━━━━━ 提示文 ━━━━━
治療
治療方針 1)
頭頸部がんでは、外科療法、放射線療法、薬物療法を組み合わせ、それぞれの患者さんに合った治療を行います。
患者さんの全身状態(年齢や病歴、合併症など)やがんの発生した場所・進行度、また治療後の生活への影響などを踏まえて、外科療法、放射線療法、薬物療法を組み合わせた治療方針を主治医の先生と一緒に決定します。
1)日本頭頸部癌学会 編.頭頸部癌診療ガイドライン 2022年版, 金原出版, p14-p25, 2022
外科療法(手術) 2)
手術によってがんを取りのぞく治療法です。頭頸部は食事や会話、呼吸、外見といったQOL(Quality of Life:生活の質)に深く関わるため、治療時には治療効果と生活への影響のバランスを考慮します。がんを十分に取りのぞき、かつ術後の生活をできるかぎり維持できるような手術を行います。
がんを取りのぞく範囲が広く、手術後の外見や機能に影響が出る場合は、皮膚や骨などを移植してなるべく元の状態に戻すための手術(再建術といいます)を行います。また、手術により飲み込みや発音が難しくなった場合はリハビリテーションを行います。
進行がんの場合は、手術単独ではなく、薬物療法や放射線療法を組み合わせた治療を行います 3)。
2)田原信 他(編). 臨床頭頸部癌学-系統的に頭頸部癌を学ぶために-改訂第2版, 南江堂, p116-p177, 2022
3)日本頭頸部癌学会 編. 頭頸部癌診療ガイドライン2022年版, 金原出版, p14, 2022
放射線療法 4, 5)
放射線療法はがんやそのまわりに放射線を照射し、がん細胞を死滅させたり、小さくする治療法で、治療部位の機能や外見への治療後の影響が少ないことがメリットです。
治療スケジュールは一般的には1日1回3~5分、週5回、合計35回で約7週間です。
<例>1回2Gyの照射を週5回、7週間 (総線量は70Gyになります)
放射線療法に伴う副作用として、治療中および治療後約3ヵ月以内にあらわれる急性期障害と、治療後約6ヵ月~数年経ってからあらわれる晩期障害があります。治療後は、長期にわたって副作用への注意が必要です。
━━━━━
### 課題一覧
- a) 頭頸部がんの治療についての文章で、QOLに深く関わるものとして挙げられている項目をすべて答えなさい。
- b) 次の(i)〜(iii)が頭頸部がんの治療についての文章の内容と合っているかどうかを判断しなさい。それぞれ「はい」か「いいえ」で答え、根拠となる本文の語句をそのまま引用すること。
(i) 放射線療法の治療スケジュールは、一般的に合計35回で約7週間である。
(ii) 晩期障害は、放射線療法の治療中にあらわれる。
(iii) 進行がんの場合は、手術単独で治療を行う。
- c) 頭頸部がんの治療についての文章の最後の文に続けて、その先を書きなさい。
━━━━━ 提示された記録 ━━━━━
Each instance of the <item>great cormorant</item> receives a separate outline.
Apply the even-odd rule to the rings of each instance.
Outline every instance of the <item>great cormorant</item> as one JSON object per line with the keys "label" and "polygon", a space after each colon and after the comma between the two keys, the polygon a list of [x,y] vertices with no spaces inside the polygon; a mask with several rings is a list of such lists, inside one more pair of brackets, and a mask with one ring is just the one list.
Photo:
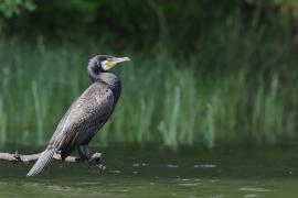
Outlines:
{"label": "great cormorant", "polygon": [[97,55],[89,59],[87,72],[93,84],[77,98],[61,119],[47,147],[28,173],[41,173],[54,153],[65,160],[76,147],[83,162],[91,162],[88,143],[106,123],[120,97],[121,81],[115,73],[107,72],[128,57]]}

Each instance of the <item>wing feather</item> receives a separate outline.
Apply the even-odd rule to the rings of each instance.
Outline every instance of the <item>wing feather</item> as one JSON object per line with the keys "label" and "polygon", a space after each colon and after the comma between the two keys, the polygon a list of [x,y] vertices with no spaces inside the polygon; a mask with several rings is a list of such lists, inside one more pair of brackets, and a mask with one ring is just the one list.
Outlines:
{"label": "wing feather", "polygon": [[94,82],[73,102],[62,118],[50,145],[57,150],[72,147],[92,139],[114,110],[113,91],[103,82]]}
━━━━━
### 課題の解答
- a) 食事、会話、呼吸、外見

- b)
(i) はい。「合計35回で約7週間です」
(ii) いいえ。「治療後約6ヵ月~数年経ってからあらわれる晩期障害」
(iii) いいえ。「手術単独ではなく、薬物療法や放射線療法を組み合わせた治療を行います」

- c)
4)丹生 健一 他(編). 頭頸部がんの化学放射線療法. 日本看護協会出版会, p34-p40, 2015
5)秋元 哲夫. 日本臨床増刊号 頭頸部癌学. 日本臨床社, p427-p436, 2017
薬物療法
薬物療法は、放射線療法と組み合わせて行う場合と、薬物療法のみを行う場合があります。多くの場合、進行がんに対して行われます。
①放射線療法の治療効果を高める目的で、放射線療法と薬物療法を併用します(化学放射線療法)。
②外科療法や放射線療法を行わない場合、遠隔転移がある場合などに薬物療法を実施します。
③外科療法や放射線療法の前(導入化学療法)や後(補助化学療法)に行う場合もあります。
薬物の種類
殺細胞性抗悪性腫瘍薬
がん細胞の分裂・増殖を抑える薬です。
DNAの複製を抑えてがんを小さくするプラチナ製剤、細胞の成長や分裂を抑えてがんを小さくする代謝拮抗剤、細胞分裂の働きを抑えてがんを小さくする微小管阻害薬(タキサン系薬剤)など種類は多くありますが、頭頸部がんに対しては、一般的にプラチナ製剤が用いられます。
分子標的治療薬
がんの発生や増殖に関わる分子を狙い撃ちする治療薬です。がん遺伝子やがんのタンパク質などを標的としてその働きを阻害し、がん細胞の増殖を抑えます。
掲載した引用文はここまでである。